→ **TEXT PASSAGE**:

+--

Just done day 4 and seem to be getting bored already :dohh: will keep on going though


----------



## Duejan2012

squidge keep going!!! before you know it level 2 will be here. Just do it first thing in the morning and then you dont have to worrie about it. If you wait til later you wont do it!lol


----------



## caz_hills

Duejan2012 said:


> well i just got an account with fitness pals! im soo exited. I just have a question how on earth do you track your exersize like how would you type in the 30 day shred? Under cardio or strenth lol. Im soo exited to give this a try i love how it tells you how many calories you can eat!

Hun I log the shred as circuit 25 minutes - its about 180 calories. My username is ajaysmum so please befriend me! I log it as cardio only.


----------



## Squidge

Duejan2012 said:


> squidge keep going!!! before you know it level 2 will be here. Just do it first thing in the morning and then you dont have to worrie about it. If you wait til later you wont do it!lol

That's what I normally do but couldn't this morning. Think I'll have to make sure I do it in the mornings otherwise I'm going to end up not doing it!


----------



## ljo1984

I'm back from peppa pig world lol was fab and Imogen loved every second of it.

My ankles a bit sore but not bad so might try level one a couple days to remind myself what exercise is then get back on level 3 if ankles ok.


----------



## Duejan2012

caz_hills said:


> Duejan2012 said:
> 
> 
> well i just got an account with fitness pals! im soo exited. I just have a question how on earth do you track your exersize like how would you type in the 30 day shred? Under cardio or strenth lol. Im soo exited to give this a try i love how it tells you how many calories you can eat!
> 
> Hun I log the shred as circuit 25 minutes - its about 180 calories. My username is ajaysmum so please befriend me! I log it as cardio only.Click to expand...

+--

→ **ENTRIES SHOWN**:
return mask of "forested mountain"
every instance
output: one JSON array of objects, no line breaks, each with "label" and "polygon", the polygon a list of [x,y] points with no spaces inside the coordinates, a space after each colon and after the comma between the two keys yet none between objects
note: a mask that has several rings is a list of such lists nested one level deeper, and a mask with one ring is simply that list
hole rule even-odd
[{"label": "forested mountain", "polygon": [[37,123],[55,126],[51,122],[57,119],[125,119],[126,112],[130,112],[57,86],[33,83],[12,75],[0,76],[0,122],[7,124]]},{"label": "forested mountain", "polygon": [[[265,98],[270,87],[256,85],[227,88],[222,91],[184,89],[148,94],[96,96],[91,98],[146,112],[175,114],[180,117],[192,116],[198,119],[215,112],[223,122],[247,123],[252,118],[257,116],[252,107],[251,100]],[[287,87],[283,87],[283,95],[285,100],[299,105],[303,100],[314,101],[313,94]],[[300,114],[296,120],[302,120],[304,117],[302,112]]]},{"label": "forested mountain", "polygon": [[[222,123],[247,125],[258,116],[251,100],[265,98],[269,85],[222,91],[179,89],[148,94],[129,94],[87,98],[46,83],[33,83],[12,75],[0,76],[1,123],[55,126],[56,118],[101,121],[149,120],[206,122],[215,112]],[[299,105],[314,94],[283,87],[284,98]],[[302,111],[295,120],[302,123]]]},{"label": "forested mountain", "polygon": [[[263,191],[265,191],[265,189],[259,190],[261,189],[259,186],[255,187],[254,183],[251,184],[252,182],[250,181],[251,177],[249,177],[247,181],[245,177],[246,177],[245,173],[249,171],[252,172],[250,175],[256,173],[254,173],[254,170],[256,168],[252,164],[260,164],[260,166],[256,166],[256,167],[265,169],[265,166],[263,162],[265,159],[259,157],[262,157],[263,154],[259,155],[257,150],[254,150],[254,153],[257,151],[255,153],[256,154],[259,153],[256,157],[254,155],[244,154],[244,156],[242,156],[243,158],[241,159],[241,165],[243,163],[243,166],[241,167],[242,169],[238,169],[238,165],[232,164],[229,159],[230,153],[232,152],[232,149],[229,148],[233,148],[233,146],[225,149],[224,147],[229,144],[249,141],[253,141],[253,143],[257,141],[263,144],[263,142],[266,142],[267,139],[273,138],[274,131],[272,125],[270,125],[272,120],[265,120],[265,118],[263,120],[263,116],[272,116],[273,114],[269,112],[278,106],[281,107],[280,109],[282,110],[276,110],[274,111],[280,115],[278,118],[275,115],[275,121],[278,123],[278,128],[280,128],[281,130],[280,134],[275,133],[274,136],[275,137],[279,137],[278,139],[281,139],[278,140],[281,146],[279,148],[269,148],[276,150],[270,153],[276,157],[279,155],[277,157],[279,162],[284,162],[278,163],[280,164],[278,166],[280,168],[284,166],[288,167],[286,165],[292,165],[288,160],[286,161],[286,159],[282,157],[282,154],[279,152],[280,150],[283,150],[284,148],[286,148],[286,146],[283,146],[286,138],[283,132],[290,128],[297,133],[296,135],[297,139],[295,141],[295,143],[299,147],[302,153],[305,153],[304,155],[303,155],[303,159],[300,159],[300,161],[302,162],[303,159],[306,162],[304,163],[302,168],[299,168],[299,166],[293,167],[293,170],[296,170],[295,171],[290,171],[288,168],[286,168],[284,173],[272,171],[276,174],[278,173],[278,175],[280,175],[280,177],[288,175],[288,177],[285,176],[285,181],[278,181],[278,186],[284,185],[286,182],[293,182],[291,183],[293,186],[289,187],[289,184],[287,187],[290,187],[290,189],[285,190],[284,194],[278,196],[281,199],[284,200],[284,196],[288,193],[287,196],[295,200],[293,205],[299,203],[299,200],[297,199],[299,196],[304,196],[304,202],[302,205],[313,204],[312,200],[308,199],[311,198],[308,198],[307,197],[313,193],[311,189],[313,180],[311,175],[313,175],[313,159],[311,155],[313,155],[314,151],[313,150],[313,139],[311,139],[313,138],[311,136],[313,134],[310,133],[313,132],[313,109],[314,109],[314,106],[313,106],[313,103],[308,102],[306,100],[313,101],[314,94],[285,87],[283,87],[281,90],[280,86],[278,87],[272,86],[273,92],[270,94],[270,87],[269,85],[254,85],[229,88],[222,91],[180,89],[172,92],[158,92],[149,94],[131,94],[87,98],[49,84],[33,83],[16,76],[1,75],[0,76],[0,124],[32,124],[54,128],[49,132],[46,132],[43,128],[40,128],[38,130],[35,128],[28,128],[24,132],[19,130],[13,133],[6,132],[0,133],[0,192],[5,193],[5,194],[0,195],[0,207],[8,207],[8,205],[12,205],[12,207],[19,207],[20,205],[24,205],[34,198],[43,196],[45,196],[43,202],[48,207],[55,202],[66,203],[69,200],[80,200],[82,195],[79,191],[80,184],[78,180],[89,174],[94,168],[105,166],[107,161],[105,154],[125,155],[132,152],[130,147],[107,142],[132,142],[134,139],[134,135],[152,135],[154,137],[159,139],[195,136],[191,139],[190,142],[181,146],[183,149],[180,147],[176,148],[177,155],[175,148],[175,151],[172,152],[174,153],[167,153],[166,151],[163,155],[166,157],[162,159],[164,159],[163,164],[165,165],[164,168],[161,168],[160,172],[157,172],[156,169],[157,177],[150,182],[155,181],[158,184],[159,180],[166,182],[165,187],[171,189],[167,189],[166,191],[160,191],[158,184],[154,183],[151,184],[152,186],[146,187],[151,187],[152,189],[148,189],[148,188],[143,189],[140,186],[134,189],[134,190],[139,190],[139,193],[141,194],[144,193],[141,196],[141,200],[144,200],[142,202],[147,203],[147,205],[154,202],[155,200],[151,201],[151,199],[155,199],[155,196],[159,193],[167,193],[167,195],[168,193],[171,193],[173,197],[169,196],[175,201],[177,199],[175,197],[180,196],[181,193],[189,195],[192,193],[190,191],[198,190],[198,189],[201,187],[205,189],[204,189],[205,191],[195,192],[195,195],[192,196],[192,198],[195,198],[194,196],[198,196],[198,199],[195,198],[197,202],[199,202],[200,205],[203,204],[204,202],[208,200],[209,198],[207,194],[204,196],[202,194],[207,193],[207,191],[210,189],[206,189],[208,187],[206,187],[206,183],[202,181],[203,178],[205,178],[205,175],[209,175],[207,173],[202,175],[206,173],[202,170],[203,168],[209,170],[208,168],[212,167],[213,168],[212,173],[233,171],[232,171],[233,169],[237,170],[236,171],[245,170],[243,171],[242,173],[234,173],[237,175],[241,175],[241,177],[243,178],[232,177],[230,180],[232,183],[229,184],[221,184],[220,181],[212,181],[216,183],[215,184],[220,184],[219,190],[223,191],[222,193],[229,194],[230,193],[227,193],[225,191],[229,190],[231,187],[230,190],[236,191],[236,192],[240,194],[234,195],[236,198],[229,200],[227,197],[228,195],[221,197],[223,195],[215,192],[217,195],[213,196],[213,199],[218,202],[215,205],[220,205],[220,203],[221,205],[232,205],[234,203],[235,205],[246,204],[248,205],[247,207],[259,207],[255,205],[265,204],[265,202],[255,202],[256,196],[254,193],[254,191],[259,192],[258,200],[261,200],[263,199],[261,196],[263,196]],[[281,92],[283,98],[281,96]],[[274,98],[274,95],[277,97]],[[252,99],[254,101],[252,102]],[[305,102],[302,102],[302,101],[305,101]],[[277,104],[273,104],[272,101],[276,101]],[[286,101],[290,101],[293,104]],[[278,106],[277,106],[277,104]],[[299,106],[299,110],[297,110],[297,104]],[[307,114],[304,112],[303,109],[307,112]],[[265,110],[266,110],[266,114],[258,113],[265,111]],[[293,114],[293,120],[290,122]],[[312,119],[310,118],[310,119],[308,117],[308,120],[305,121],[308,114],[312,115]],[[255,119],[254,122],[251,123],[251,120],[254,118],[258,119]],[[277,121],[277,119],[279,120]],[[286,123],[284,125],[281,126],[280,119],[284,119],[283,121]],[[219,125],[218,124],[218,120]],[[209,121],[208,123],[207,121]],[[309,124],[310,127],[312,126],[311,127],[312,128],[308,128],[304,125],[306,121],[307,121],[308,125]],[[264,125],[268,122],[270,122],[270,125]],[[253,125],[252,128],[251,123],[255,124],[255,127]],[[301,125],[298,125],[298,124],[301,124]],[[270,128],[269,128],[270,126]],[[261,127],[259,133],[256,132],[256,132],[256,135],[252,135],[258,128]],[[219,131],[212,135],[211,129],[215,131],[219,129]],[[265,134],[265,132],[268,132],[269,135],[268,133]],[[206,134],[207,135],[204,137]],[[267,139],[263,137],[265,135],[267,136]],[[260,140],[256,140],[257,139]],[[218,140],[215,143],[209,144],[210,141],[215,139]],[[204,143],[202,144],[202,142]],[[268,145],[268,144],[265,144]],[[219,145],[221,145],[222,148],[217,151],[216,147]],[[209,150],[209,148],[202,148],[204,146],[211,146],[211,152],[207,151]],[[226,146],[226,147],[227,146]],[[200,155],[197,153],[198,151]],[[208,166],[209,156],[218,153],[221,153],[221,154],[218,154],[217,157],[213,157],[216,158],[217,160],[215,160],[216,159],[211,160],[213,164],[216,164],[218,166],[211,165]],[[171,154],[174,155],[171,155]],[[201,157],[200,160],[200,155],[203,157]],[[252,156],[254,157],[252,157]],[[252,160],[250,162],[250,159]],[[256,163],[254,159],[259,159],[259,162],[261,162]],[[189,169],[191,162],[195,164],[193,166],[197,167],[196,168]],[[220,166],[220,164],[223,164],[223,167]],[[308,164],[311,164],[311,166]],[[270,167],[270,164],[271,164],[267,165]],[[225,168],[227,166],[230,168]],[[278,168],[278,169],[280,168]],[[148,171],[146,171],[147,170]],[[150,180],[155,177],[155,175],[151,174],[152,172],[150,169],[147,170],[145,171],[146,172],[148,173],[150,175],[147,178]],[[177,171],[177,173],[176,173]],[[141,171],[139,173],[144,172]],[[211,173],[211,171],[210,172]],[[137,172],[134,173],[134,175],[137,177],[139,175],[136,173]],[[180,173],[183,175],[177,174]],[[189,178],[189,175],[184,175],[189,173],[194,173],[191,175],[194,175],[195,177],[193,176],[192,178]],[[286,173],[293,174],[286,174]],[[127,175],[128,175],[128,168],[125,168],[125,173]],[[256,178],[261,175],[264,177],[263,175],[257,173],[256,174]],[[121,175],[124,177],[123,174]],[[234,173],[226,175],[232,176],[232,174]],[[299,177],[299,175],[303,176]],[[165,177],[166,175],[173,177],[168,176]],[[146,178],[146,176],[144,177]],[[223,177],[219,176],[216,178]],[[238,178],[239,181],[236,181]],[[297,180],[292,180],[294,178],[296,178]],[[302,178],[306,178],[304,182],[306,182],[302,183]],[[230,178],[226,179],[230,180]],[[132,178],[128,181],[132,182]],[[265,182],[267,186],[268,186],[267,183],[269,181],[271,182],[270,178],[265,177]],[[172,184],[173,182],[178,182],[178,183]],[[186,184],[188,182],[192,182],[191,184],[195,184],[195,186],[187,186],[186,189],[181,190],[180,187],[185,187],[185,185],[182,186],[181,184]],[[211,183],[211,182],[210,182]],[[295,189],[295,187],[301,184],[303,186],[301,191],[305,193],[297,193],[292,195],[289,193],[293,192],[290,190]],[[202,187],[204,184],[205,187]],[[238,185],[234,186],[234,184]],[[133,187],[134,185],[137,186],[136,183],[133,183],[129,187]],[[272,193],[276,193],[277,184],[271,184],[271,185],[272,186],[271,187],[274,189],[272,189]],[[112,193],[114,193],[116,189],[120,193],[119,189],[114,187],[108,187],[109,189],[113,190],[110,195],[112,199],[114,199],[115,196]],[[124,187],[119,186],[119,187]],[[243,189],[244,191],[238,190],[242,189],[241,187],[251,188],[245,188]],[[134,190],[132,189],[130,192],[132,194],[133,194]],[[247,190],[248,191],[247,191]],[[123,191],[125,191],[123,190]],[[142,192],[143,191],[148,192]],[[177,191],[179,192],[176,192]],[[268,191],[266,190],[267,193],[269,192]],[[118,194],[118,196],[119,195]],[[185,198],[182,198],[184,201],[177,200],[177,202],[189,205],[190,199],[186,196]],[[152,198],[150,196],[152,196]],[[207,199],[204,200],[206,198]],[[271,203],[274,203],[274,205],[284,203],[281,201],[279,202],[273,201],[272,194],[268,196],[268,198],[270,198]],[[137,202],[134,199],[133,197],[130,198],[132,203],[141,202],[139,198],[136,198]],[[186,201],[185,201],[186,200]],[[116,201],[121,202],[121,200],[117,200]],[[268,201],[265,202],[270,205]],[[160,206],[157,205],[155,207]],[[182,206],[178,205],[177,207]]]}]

+--

→ **TASKS AND EXERCISES**:
a) In the forum thread about the 30 day shred, how does caz_hills log the shred?
b) Write out the part of the forum thread about the 30 day shred starting at "That's what I" and ending at "if ankles ok.", and swap "a bit sore" for "quite sore".

→ **ANSWERS TO THE EXERCISES**:
a) As circuit for 25 minutes, about 180 calories, logged as cardio only.

b)
That's what I normally do but couldn't this morning. Think I'll have to make sure I do it in the mornings otherwise I'm going to end up not doing it!


----------



## ljo1984

I'm back from peppa pig world lol was fab and Imogen loved every second of it.

My ankles quite sore but not bad so might try level one a couple days to remind myself what exercise is then get back on level 3 if ankles ok.